AUFGABE 1 » Tippe den Abschnitt aus dem Text über Wilhelm von Humboldt wortgetreu ab, der mit den Worten „Wilhelm von Humboldt (1767-1835)“ beginnt und mit den Worten „jeweils anderen zeigten.“ endet.
AUFGABE 2 » Nenne alle Sprachen, die Wilhelm von Humboldt laut dem Text über ihn schon früh fließend sprach.

LESETEXT »
★ ★ ★ ★ ★ ★ ★

Wilhelm von Humboldt (1767-1835)

Wilhelm von Humboldt vor der Universität in Berlin„Humboldt? Kenne ich, der Humboldt-Strom ist nach ihm benannt.“

Nun ja, wer sich nur oberflächlich mit dem Namen Humboldt beschäftigt hat, verknüpft unsere Schule leicht mit dem „falschen“ (Alexander von) Humboldt, aber so falsch liegt man doch nicht, denn„ unser“ Wilhelm von Humboldt bildet mit seinem Bruder Alexander (neben den Grimm- und den Mann-Brüdern) das wohl erstaunlichste Geschwisterpaar der deutschen Kulturgeschichte. Fast scheint es so, als ob sich die Brüder die Forschungswelt aufgeteilt hätten: Alexander wurde zum umfassendsten Kenner der Naturwissenschaften seiner Zeit, und Wilhelm beherrschte alle Bereiche der damaligen Geisteswissenschaften, wobei beide selbstverständlich auch Interesse für das Gebiet des jeweils anderen zeigten.

Wilhelm, der etwas ältere Bruder, wurde 1767 in Potsdam geboren und war Abkömmling einer preußischen Offiziers- und Beamtenfamilie. Er besuchte nie eine reguläre Schule, sondern wurde ausschließlich von sorgfältig ausgewählten Privatlehrern unterrichtet. Der aufgeweckte Junge, schon früh sprach er „tote“ (Latein, Griechisch) und lebende (Französisch) Sprachen fließend, kam in Berliner Salons schnell mit der Aufklärung in Berührung und knüpfte Kontakte mit deren tonangebenden Vertretern (u.a. Moses Mendelssohn). Sein Studium in Göttingen führte ihn dazu das ursprüngliche Studienziel, Jura, zugunsten eines breit angelegten Studiums der Geisteswissenschaften (aber auch der Naturwissenschaften) einzutauschen. Der Begriff Allgemeinbildung, dem er später zur Berühmtheit verhalf, trifft auf ihn in vollem Umfang zu. Seine Offenheit für alle Anregungen war schon zu diesem Zeitpunkt klar erkennbar. Eine Reise ins revolutionäre Frankreich erzeugte bei ihm starkes politisches Interesse, wobei er schnell die progressiven liberalen Ideen bewunderte und deren gewaltsame Umsetzung verurteilte.

★ ★ ★ ★ ★ ★ ★

Auszüge aus einem Datensatz zur Punktbeschriftung:
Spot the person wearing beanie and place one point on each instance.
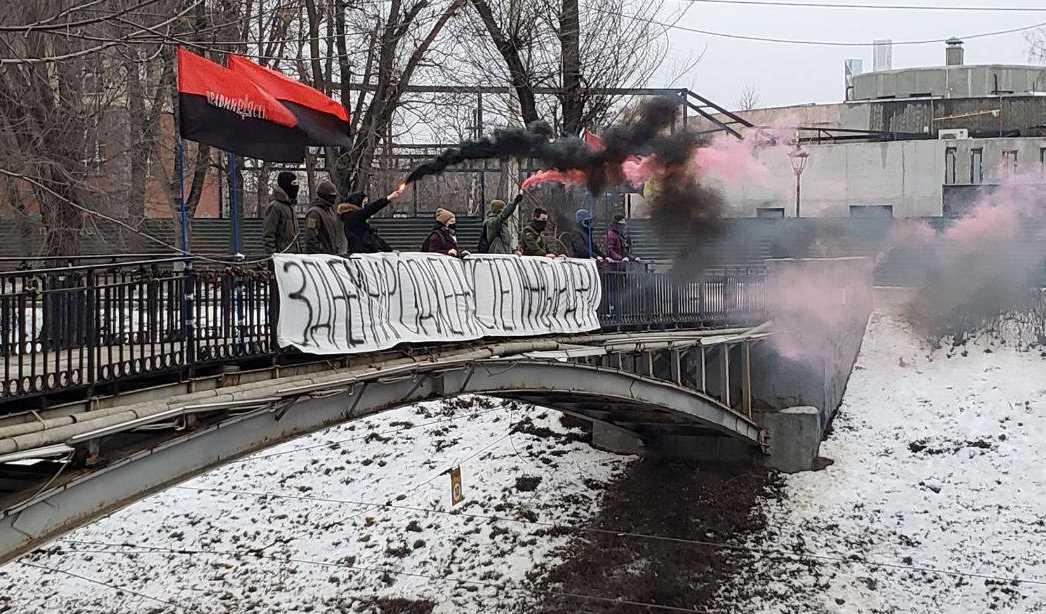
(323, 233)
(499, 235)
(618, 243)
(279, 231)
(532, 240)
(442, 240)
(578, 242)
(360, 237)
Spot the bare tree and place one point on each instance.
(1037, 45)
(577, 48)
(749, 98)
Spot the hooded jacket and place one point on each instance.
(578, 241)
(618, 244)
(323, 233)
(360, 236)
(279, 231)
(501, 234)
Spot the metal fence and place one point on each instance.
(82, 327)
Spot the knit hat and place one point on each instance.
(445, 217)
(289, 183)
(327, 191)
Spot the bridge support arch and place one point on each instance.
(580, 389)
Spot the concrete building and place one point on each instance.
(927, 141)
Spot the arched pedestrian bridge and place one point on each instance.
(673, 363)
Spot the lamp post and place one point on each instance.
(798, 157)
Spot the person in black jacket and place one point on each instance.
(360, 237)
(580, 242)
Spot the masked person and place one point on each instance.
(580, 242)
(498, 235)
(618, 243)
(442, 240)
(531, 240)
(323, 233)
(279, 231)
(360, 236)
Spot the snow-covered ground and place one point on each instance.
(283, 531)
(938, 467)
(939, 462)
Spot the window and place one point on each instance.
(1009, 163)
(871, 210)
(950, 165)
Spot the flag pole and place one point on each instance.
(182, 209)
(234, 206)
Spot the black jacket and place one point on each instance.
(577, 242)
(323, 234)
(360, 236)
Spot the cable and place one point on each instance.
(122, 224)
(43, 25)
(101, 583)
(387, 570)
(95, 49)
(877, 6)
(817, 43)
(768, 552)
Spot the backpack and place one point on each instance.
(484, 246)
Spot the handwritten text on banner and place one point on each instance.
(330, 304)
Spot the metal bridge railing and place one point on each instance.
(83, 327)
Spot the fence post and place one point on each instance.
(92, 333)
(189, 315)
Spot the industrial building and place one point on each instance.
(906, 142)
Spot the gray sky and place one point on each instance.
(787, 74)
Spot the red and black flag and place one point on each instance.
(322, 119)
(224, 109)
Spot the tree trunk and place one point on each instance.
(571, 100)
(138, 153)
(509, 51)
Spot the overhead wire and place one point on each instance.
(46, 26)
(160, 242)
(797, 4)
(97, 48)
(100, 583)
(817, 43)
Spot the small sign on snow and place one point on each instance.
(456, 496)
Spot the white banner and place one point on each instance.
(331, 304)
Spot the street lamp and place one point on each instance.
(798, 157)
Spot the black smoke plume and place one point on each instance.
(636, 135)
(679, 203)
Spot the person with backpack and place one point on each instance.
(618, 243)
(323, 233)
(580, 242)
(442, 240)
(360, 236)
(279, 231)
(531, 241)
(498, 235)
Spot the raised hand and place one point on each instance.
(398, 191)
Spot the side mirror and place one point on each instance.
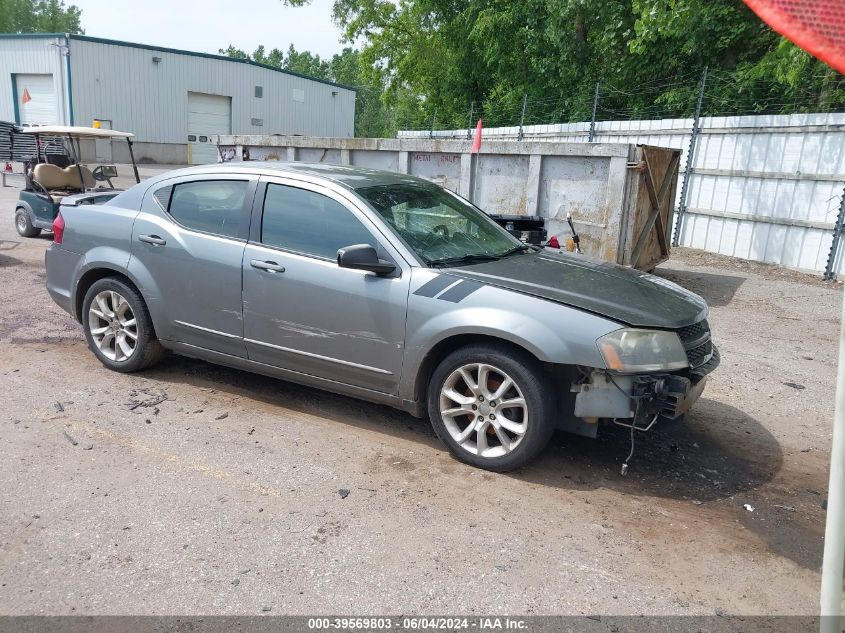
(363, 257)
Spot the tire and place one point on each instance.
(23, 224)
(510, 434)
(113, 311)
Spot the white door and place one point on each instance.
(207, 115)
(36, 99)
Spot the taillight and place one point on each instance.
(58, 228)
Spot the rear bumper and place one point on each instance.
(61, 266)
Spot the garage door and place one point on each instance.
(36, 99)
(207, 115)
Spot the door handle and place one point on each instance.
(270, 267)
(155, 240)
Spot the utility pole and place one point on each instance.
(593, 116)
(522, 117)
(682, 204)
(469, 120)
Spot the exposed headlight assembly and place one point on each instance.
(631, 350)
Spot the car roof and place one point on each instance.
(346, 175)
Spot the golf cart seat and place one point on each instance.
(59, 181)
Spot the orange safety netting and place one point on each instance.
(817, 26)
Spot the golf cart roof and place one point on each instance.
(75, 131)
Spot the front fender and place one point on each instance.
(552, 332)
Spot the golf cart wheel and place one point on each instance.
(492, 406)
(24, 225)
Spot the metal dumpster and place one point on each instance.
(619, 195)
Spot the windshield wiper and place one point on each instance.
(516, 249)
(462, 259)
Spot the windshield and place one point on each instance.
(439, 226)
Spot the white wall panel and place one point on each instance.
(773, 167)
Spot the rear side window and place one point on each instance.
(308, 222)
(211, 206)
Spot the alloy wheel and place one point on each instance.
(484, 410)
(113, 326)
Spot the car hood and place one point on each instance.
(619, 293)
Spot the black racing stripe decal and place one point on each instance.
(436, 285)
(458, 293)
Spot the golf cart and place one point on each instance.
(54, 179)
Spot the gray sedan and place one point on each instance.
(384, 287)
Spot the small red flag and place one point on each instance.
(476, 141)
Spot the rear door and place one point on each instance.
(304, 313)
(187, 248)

★ ★ ★ ★ ★ ★ ★

LÖSUNG 1 »
Wilhelm von Humboldt (1767-1835)

Wilhelm von Humboldt vor der Universität in Berlin„Humboldt? Kenne ich, der Humboldt-Strom ist nach ihm benannt.“

Nun ja, wer sich nur oberflächlich mit dem Namen Humboldt beschäftigt hat, verknüpft unsere Schule leicht mit dem „falschen“ (Alexander von) Humboldt, aber so falsch liegt man doch nicht, denn„ unser“ Wilhelm von Humboldt bildet mit seinem Bruder Alexander (neben den Grimm- und den Mann-Brüdern) das wohl erstaunlichste Geschwisterpaar der deutschen Kulturgeschichte. Fast scheint es so, als ob sich die Brüder die Forschungswelt aufgeteilt hätten: Alexander wurde zum umfassendsten Kenner der Naturwissenschaften seiner Zeit, und Wilhelm beherrschte alle Bereiche der damaligen Geisteswissenschaften, wobei beide selbstverständlich auch Interesse für das Gebiet des jeweils anderen zeigten.

LÖSUNG 2 » Latein, Griechisch, Französisch